## [Source document]
Comment sections on social media platforms have evolved from a tool to respond to an online post, into ‘third spaces’, meaning they have become social spaces where we connect that are neither home nor work. They can, at times, be volatile due to the nature of communicating behind a screen as opposed to IRL. Much of the culture wars are being fought online, which has led to a simplification of complex issues and ideas reduced to binary arguments. The creation of the Internet is an incredible contribution to global communication and has pushed forward massive change. Part of this change is that we have moved from the industrial age to the information age. A consequence of this is information overload, which encourages more simplistic narratives in order to cope with the hyper-connected world we now live within. This has led to a very binary understanding of things – ‘good’, ‘bad’, ‘like’, ‘dislike’- you get the picture.
I created an art exhibition entitled: COMMENTS: Declaration of Love / Campaign of Hate as an artistic response to the binary nature of much online discourse. As I currently live in China, this project engaged with the Chinese online spaces people inhabit. The process of creating this work began with buying online comments, which I refer to as ‘online artefacts’[1], from students of the university that I was working in at the time, as well as the local Xiamen art community. I then appropriated and recontextualised those online comments that were either praising or abusive into physical text drawings.
The initial inspiration for this project came from an online activist named Alberto Escorcia. He views the Internet as a war between ‘love’ and ‘fear’[2]. Alberto researched how messages via social media platforms travelled between individual users during successful protests. What he discovered was that protests grew in size when online communication increased, which formed multiple inter-connection between masses of people – what computer scientists know as ‘capillarity’. Escorcia noticed that certain words used by online users in their communications increased the inter-connections between individuals and the online groups they associate with which powered the capillarity. He realised that if he knew in advance which subjects brought people together, and which strengthened the interconnections, he would be able to ‘summon up’ protests[3].
Escorcia’s understanding of how to get people’s attention can also be applied to capitalist agendas on social media. Some users on social media will post certain words or discuss particular subjects that they know will instigate attention. They are also powering ‘capillarity’, but instead of bringing people together to protest, the agenda is usually a ploy to instigate attention so that they can then turn that attention into social capital through likes, acquiring subscribers or garnering comments. This attention then can be transformed into financial capital as it proves this person has some form of influence or can get people talking, viewing products or propagating ideas. This is sometime done through love, which I propose are the online posts that instigate positive comments, or fear/hate, which are online posts that purposely ‘trigger’ people’s anger or resentment. In the neo-liberal structures of social media, love and fear/hate are both commodities to be exploited by both the users and the corporations that own the social media platforms.

## [Directions for this task]
Can you extend the essay on online comments and the art exhibition, beginning right after its last sentence?

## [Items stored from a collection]
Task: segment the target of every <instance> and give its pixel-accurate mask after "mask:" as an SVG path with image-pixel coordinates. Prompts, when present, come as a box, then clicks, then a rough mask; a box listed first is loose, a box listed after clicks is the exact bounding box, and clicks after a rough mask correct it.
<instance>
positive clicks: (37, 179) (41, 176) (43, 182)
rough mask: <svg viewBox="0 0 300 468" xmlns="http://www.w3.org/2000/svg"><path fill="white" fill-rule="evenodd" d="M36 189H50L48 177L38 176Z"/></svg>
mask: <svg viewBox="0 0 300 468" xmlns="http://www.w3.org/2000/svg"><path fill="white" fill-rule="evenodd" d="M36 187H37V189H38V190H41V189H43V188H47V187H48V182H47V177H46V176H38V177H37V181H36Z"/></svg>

## [Expected output]
The text drawings and paintings conceptually replicate the neo-liberal structures of social media. For this project, I capitalise on the emotions of love and hate that are expressed online. Exhibited within a gallery context in which the drawings are for sale, this conceptual choice replicates the way online content can be transformed into financial capital, first to the participants (as I bought the comments), second by commodifying the artwork (through the sale of the drawings). The creation of the artwork and the context of the exhibition conceptually engage with the economic structures of social media that profit off online communication.
Today’s version of capitalism no longer requires the creation of a traditional marketplace: it is simply the infrastructure upon which, say, users on social media interact[4]. Rather than dematerialising the routinised labour of an industrial age, in todays’ technology revolution, labour has been reconfigured in the form of ‘playbour’[5]. Although many of us view time spent on social media as a form of leisure or fun, it is a form of labour. Online labour itself becomes ever more fragmented and concealed as the act of engaging in social media conceals productive labour behind the veil of play. Using social media has become a daily activity due to how technology has become entrenched in society as a whole, particularly in China, as the country at this time is developing at a faster rate than any other in the history of humanity.
This text drawings are essentially a documentation of personal data that has been exploited and commodified by the participants of the project and myself as the artist to illustrate how the structures of social media exploit and profit off the current battle between love and hate that is being fought on social media. Data is today considered a valuable resource of the 21st century and a new type of raw material that’s on par with capital and labour[6]. Large-scale data processing is increasingly considered the defining feature of contemporary economy and society and the collection of data has become the new social and economic structure of a new ‘data-fied social world’[7].
Another inspiration for this project is my interest in the phenomenon of online self-disclosure. When people self-disclose, it usually encourages others to disclose personal information in response, which in turn encourages the user to disclose more, and so on. Today, many people perceive self-disclosure to be more intimate when it is received online than when it is received face-to-face[8]. To elaborate, I’m fascinated with online content that communicates human emotions in the flat existence of the Internet. When people self-disclose or express emotions on the Internet it both connects people emotionally yet also dehumanises the emotional communication or connection into a digital representation or imitation (simulacra) – the flat existence I was referring to earlier.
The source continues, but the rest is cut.